## LISTING
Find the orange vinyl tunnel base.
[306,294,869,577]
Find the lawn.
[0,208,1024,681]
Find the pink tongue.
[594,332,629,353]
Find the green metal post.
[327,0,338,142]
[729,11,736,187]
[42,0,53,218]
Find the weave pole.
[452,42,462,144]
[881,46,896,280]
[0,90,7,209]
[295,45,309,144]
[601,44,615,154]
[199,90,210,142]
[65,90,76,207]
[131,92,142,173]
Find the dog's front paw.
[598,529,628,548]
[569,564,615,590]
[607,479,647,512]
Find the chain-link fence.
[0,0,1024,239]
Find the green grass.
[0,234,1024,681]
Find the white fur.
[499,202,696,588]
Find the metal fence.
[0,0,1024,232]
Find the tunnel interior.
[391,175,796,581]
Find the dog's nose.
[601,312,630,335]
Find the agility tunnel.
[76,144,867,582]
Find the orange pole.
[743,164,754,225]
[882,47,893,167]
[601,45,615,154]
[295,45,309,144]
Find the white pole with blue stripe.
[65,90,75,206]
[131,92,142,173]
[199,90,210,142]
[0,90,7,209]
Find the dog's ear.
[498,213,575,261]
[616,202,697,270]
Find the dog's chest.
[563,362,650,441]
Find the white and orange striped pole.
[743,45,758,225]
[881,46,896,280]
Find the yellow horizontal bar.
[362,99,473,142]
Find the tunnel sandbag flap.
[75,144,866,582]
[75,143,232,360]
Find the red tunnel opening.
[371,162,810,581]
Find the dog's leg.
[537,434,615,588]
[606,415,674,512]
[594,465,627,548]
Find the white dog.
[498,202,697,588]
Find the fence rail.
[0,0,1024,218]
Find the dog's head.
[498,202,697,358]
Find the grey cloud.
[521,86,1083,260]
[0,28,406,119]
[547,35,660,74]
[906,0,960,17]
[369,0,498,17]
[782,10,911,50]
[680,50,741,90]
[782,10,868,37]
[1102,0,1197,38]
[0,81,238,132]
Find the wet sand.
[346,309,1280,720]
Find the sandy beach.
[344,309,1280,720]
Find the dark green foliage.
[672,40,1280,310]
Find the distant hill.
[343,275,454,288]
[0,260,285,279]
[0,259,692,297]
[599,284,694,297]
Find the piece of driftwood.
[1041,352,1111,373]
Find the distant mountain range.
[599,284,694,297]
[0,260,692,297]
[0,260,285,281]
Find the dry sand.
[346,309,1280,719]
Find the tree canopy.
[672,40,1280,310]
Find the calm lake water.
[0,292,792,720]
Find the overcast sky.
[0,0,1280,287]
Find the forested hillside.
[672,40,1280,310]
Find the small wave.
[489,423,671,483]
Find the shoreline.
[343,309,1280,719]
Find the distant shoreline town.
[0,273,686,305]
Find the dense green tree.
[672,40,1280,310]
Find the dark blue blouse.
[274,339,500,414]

## REQUIREMENT
Copy every line above without changing anything.

## SOLUTION TO THE PROBLEM
Find the orange vinyl tunnel base.
[306,294,869,577]
Find the lawn.
[0,208,1024,681]
Find the pink tongue.
[594,332,629,353]
Find the green metal post.
[327,0,338,142]
[729,11,736,187]
[42,0,53,218]
Find the weave pole.
[452,42,462,144]
[881,46,896,280]
[0,90,7,209]
[295,45,309,144]
[601,44,615,154]
[199,90,210,142]
[65,90,76,207]
[131,92,142,173]
Find the dog's front paw.
[598,529,628,548]
[569,564,615,590]
[607,479,647,512]
Find the chain-link fence.
[0,0,1024,239]
Find the green grass.
[0,234,1024,681]
Find the white fur.
[499,202,696,588]
Find the metal fence.
[0,0,1024,232]
Find the tunnel interior.
[391,175,796,581]
Find the dog's nose.
[601,312,630,335]
Find the agility tunnel.
[76,144,867,582]
Find the orange pole.
[743,164,754,225]
[882,47,893,167]
[601,45,615,154]
[295,45,309,144]
Find the white pole with blue stripe.
[65,90,75,206]
[131,92,142,173]
[199,90,210,142]
[0,90,7,209]
Find the dog's ear.
[498,213,575,261]
[616,202,697,270]
Find the dog's chest.
[563,362,650,441]
Find the white and orange striped pole.
[743,45,758,225]
[881,46,896,280]
Find the yellow horizontal bar.
[362,99,473,142]
Find the tunnel sandbag flap.
[75,144,866,582]
[75,143,232,360]
Find the red tunnel opening.
[371,162,810,581]
Find the dog's leg.
[537,434,615,588]
[606,415,674,512]
[594,465,627,548]
Find the white dog.
[498,202,697,588]
Find the fence rail.
[0,0,1024,218]
Find the dog's head.
[498,202,697,358]
Find the grey cloud.
[521,86,1083,260]
[0,28,406,119]
[547,35,660,74]
[906,0,960,17]
[369,0,498,17]
[782,10,911,50]
[680,50,741,90]
[782,10,868,37]
[1102,0,1197,38]
[0,81,238,132]
Find the wet sand.
[346,309,1280,720]
Find the sandy beach.
[344,309,1280,720]
Find the dark green foliage.
[672,40,1280,310]
Find the distant hill.
[343,275,454,288]
[0,260,285,279]
[0,259,692,297]
[599,284,694,297]
Find the piece of driftwood.
[1041,352,1111,373]
Find the distant mountain range.
[599,284,694,297]
[0,260,692,297]
[0,260,285,281]
Find the dry sand.
[346,309,1280,719]
Find the tree canopy.
[672,40,1280,310]
Find the calm lake water.
[0,292,792,720]
Find the overcast sky.
[0,0,1280,287]
Find the forested hillside.
[672,40,1280,310]
Find the small wave.
[489,423,671,483]
Find the shoreline.
[343,309,1280,719]
Find the distant shoreline town.
[0,273,686,305]
Find the dense green tree.
[672,40,1280,310]
Find the dark blue blouse.
[274,339,500,414]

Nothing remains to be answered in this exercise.